• _WORK TO BE COMPLETED_: The records below need to be printed in full. Keep each one exact.

##### SOURCE DATA

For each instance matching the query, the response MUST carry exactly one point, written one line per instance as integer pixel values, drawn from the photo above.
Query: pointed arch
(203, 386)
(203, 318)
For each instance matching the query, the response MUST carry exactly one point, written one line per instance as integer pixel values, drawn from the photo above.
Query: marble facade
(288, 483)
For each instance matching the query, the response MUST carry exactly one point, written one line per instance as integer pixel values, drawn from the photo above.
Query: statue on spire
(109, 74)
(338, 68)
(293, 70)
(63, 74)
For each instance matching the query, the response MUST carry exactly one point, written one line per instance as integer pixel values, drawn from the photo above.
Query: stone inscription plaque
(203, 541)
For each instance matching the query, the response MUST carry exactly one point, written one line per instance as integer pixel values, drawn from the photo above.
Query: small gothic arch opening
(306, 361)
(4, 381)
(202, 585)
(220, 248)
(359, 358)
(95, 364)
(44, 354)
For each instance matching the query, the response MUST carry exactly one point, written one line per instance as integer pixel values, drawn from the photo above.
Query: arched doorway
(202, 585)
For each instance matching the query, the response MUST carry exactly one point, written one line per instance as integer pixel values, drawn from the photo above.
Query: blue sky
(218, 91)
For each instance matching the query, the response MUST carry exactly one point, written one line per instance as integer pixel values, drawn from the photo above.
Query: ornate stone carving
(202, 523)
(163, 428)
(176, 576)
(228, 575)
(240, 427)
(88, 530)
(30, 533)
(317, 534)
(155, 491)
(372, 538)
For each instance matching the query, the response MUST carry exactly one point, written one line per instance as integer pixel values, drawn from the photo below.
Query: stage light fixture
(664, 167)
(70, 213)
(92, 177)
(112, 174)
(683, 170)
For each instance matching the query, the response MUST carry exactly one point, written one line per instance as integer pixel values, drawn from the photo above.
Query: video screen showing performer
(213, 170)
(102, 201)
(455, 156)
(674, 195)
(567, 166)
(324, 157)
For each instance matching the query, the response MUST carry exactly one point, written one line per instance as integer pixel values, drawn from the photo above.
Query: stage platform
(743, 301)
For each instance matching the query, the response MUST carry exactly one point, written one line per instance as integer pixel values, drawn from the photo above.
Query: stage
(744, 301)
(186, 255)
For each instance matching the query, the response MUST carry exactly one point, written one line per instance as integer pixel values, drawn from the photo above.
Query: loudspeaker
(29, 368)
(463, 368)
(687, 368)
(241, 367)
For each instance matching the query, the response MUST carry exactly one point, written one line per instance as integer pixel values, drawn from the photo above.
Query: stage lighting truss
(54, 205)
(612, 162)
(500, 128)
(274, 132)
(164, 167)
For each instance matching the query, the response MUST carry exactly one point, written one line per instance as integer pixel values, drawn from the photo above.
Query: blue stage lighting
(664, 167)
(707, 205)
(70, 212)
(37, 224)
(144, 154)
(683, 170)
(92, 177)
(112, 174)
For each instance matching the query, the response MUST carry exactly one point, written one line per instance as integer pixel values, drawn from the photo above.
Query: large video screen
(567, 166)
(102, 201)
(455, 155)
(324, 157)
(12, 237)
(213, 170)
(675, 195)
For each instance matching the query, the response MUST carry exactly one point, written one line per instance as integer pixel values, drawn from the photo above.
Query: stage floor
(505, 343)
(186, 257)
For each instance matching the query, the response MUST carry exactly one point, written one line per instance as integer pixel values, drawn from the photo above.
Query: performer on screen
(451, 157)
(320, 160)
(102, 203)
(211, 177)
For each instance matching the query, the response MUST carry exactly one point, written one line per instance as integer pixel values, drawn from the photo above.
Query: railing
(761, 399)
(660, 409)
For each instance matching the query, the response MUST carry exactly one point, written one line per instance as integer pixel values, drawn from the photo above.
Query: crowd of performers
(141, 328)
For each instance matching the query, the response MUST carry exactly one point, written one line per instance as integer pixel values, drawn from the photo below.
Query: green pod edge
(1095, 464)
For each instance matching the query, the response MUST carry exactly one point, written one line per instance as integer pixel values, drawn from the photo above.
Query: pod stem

##########

• _TASK ANSWER_:
For each instance matching the query, the response MUST carry exactly one point, written one line per instance as integer pixel values, drawn from the photo above.
Query: pointed arch
(203, 386)
(203, 318)
For each instance matching the query, the response MUST carry exactly one point, written one line per instance as integer pixel values, drawn from the photo above.
Query: marble facade
(288, 483)
For each instance matching the query, the response MUST carry exactly one point, written one line per instance as integer pixel values, drawn from the photo above.
Query: statue on spire
(109, 74)
(338, 68)
(293, 70)
(63, 74)
For each instance matching the query, the response MUST carry exactly one point, written one line per instance as integer pixel values, drawn from the photo above.
Query: stone inscription plaque
(203, 541)
For each instance matching the query, the response MUST carry exactly one point, written one line per instance as integer pixel values, drawn from the photo above.
Query: small gothic arch opening
(306, 361)
(4, 381)
(202, 585)
(220, 248)
(359, 358)
(95, 364)
(44, 354)
For each instance matching the query, the response MUST carry exactly one point, written one line per instance as integer pixel values, drawn from the photo above.
Query: arched doorway
(202, 585)
For each instance matching the query, the response MUST carry exactly one point, written one line per instance as integer pixel values, drawn from the photo above.
Query: blue sky
(218, 91)
For each instance matching the query, the response MUST carry exactly one point, written one line per instance as integer pixel values, drawn from the photo above.
Query: ornate stone carving
(202, 523)
(163, 428)
(176, 576)
(228, 575)
(240, 427)
(88, 530)
(30, 533)
(317, 534)
(155, 491)
(372, 538)
For each instance matching the query, the response MUST carry exactly one point, written one line per instance as integer pixel values, drawn from the photo below.
Query: stage light fixture
(664, 167)
(70, 213)
(92, 177)
(112, 174)
(683, 170)
For each instance matching the query, the response MUST carry exactly one point, written one line per instance as integer pixel values, drawn from the photo above.
Query: video screen showing performer
(213, 170)
(102, 201)
(455, 156)
(674, 195)
(567, 166)
(324, 157)
For each instance matching the query, the response MUST carry exactly one point, written one line per instance as integer pixel values, drawn from the photo above.
Query: stage platform
(743, 301)
For each instance matching the query, the response MUST carry exactly one point, written one line per instance as integer pixel values, drawn from the photo above.
Query: stage
(744, 301)
(186, 255)
For each instance matching the query, the response MUST carry exactly one point, written one line per instance as integer pixel values, drawn from the photo above.
Query: loudspeaker
(29, 368)
(463, 368)
(687, 368)
(241, 367)
For each instance matching the query, the response MUST carry exactly one point, written one line per instance as integer pixel values, drawn from the photo above.
Query: stage lighting truss
(54, 205)
(612, 162)
(500, 128)
(274, 132)
(164, 167)
For each instance matching the query, the response MUST carry exactly one point, written one line per instance as integer pixel values, drawn from the photo above.
Query: blue stage lighting
(664, 167)
(707, 205)
(70, 212)
(37, 224)
(144, 154)
(683, 170)
(92, 177)
(112, 174)
For each instance matching the query, the response MUST carry exactly one point, written one line per instance as integer pixel values, drawn from the photo above.
Query: large video screen
(567, 166)
(102, 201)
(455, 155)
(324, 157)
(12, 237)
(213, 170)
(675, 195)
For each instance matching the query, the response MUST carry exactly one point, written one line per instance as integer pixel values, drawn from the photo above.
Query: stage floor
(505, 343)
(186, 257)
For each instance matching the query, the response MUST carry exactly one point, written one line per instance as integer pixel values, drawn from the photo above.
Query: performer on screen
(451, 157)
(320, 160)
(102, 203)
(211, 177)
For each instance matching the query, the response MUST carry exactly one point, written one line per instance as integer pixel values, drawn from the photo above.
Query: railing
(761, 399)
(660, 409)
For each instance matching the query, the response MUST carry exactly one point, written one line per instance as integer pixel values, drawn from the photo above.
Query: crowd of performers
(141, 328)
For each instance matching the query, the response MUST carry exactly one point, written one line per instance as integer pixel values, drawn from the photo below.
Query: green pod edge
(1095, 464)
For each instance matching the query, the response MUST carry exactly one point, written one line per instance as integer pixel values, drawn from the photo above.
Query: pod stem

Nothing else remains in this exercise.